[Opening SOURCE DOCUMENT section]

However, there's a reason I say to give them more time to cook and why I am writing this review with only 20 hours of gameplay at the time of writing. While the aesthetics of the game are highly promising, the gameplay behind it is lacking. On a macro level, the game is "Loot, extract, use resources to upgrade, and repeat" You aren't meant to clear the map or go loud right off the bat. I am perfectly fine with that. However, there's both a kind of death-by-a-thousand-cuts that puts a damper on that loop.

Equipment selection is not particularly intuitive. You have stock guns, and you can customize them and save them as a templates, which are named "(Gun name) 1, 2, etc.". Available upgrades incentivize you to just make the best possible gun as most attachments are direct upgrades to their prior, meaning you really only need one fully kitted gun assuming you play with the intent of not dying every other run. After all, better gun means better chances of coming out of a firefight alive. Weapons don't take any weight on your kit so you can take the drum mag over the normal without consequence.

Combat feedback needs some work (Assuming you're forced into an engagement). For one, I would love if enemies could be dismantled, e.g. shooting the gun off an exo. Right now, combat boils down to "aim for the head, hold down the trigger, pray you can out tank them" or "run for your life if they're invincible". Healing items are basically fallout, you have dedicated medical items to heal quickly like stimpaks, but in small, medium, and large varieties, and then you have snacks that heal a tiny bit. I enjoy the touch of flavor it adds to the game, but that mostly incentivises healing as you facetank whatever the enemies are throwing at you. Movement is a bit clunky and I get that you have a massive backpack of loot, but that means it makes it difficult to stick to cover in combat. Additionally, there isn't much actual cover of any use that you can use to fire from.

[Closing SOURCE DOCUMENT section]
[Opening LISTED RECORDS section]

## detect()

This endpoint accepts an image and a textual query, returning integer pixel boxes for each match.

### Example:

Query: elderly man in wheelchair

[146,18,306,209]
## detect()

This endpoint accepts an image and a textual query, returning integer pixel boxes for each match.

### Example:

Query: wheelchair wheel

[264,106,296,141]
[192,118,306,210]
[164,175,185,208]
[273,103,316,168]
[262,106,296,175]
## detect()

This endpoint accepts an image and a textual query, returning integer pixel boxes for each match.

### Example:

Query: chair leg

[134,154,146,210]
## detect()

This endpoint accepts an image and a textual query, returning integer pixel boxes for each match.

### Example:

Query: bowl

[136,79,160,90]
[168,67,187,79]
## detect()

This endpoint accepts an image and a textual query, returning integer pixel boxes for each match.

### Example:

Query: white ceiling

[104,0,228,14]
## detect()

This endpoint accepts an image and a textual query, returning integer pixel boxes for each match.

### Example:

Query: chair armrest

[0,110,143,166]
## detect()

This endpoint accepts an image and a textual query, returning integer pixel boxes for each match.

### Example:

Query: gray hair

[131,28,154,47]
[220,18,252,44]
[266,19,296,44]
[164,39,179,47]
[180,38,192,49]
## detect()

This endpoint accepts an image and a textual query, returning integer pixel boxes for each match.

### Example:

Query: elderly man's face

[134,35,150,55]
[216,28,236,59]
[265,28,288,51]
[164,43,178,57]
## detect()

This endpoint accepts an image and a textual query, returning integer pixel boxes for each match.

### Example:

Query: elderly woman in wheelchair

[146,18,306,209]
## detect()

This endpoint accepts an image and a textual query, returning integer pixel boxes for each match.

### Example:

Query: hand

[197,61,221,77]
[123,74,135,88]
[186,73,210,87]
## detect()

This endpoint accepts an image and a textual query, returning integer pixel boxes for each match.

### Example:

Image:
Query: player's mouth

[Closing LISTED RECORDS section]
[Opening LISTED RECORDS section]

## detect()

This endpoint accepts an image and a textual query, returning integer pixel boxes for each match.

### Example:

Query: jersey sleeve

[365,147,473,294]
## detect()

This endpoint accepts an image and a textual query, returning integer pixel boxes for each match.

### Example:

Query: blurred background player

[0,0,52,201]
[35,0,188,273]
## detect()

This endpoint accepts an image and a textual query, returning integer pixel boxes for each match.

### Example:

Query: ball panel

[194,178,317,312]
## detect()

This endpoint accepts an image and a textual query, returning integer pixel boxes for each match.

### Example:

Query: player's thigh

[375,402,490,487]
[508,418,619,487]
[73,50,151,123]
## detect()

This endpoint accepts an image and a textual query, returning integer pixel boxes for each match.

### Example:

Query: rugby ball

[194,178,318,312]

[Closing LISTED RECORDS section]
[Opening LISTED RECORDS section]

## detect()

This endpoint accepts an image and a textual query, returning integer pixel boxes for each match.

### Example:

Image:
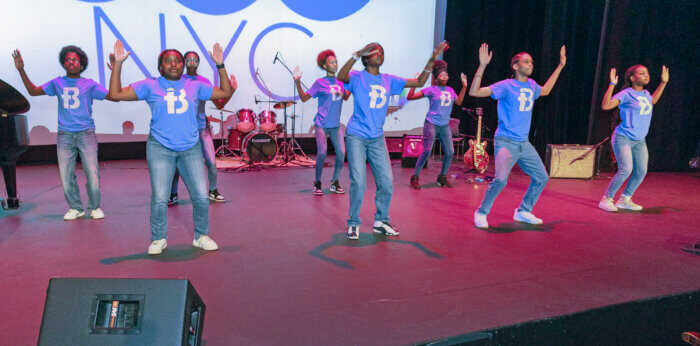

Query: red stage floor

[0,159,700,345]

[Closing LISTED RECORDS section]

◆ ACTIVITIES ◆
**A)** Can you restate the game review from "Combat feedback needs" up to and including "to fire from.", replacing "stimpaks" with "medkits"?
**B)** How would the game review go on after its last sentence? Continue it.

◆ SOLVED TASKS ◆
**A)**
Combat feedback needs some work (Assuming you're forced into an engagement). For one, I would love if enemies could be dismantled, e.g. shooting the gun off an exo. Right now, combat boils down to "aim for the head, hold down the trigger, pray you can out tank them" or "run for your life if they're invincible". Healing items are basically fallout, you have dedicated medical items to heal quickly like medkits, but in small, medium, and large varieties, and then you have snacks that heal a tiny bit. I enjoy the touch of flavor it adds to the game, but that mostly incentivises healing as you facetank whatever the enemies are throwing at you. Movement is a bit clunky and I get that you have a massive backpack of loot, but that means it makes it difficult to stick to cover in combat. Additionally, there isn't much actual cover of any use that you can use to fire from.

**B)**
Enemy AI. I know this is a big painpoint the devs are addressing. In my experience, my squad has gone loud many times because an AI fighting another AI randomly decides to hit my team with a stray despite us being far removed from the engagement. There's tons of one-shots and I get that they're meant to discourage combat, but getting one shotted by a massive killer mech is a little different from getting one shotted by an officer. Enemies will spawn in your field of view and some enemies are deadly quiet. Toothy has snuck up on me more than once because it is hard to hear it coming.

Character depth or lack thereof. Characters can get different skills that make them more unique, some heal more, others are able to use heavy weapons. However, only the "unlock X weapon" skills are of any use, and any further investment is a nothingburger +X accuracy or +2% sprint speed. I hope these get reworked to be more impactful as my prestige 12 bag man feels almost identical to my noob bag man.

Quests/story. They tease at stories that you can explore as bounties, and it really is nice to have lore that you can explore at your own leisure and not gate any content. However, many quests tell you "they're in the map somewhere, find them", necessitating multiple runs through a map to find them if they even appear. Water isn't an issue once you know what you're doing. These are how you unlock unique weapons (hint hint pick the heavy machinegun quests) that you can't buy from vendors. However, they ultimately are one in the same as they don't have any story outside of what you read and the button you have to press/person you have to frag. I'm fine with a decentralized narrative but as it currently stands, it is just a lot of fetch questing. Factions have reputation but it both isn't displayed accurately/consistently and is fairly easy to max within 20 hours. It does very little for you as far as I know.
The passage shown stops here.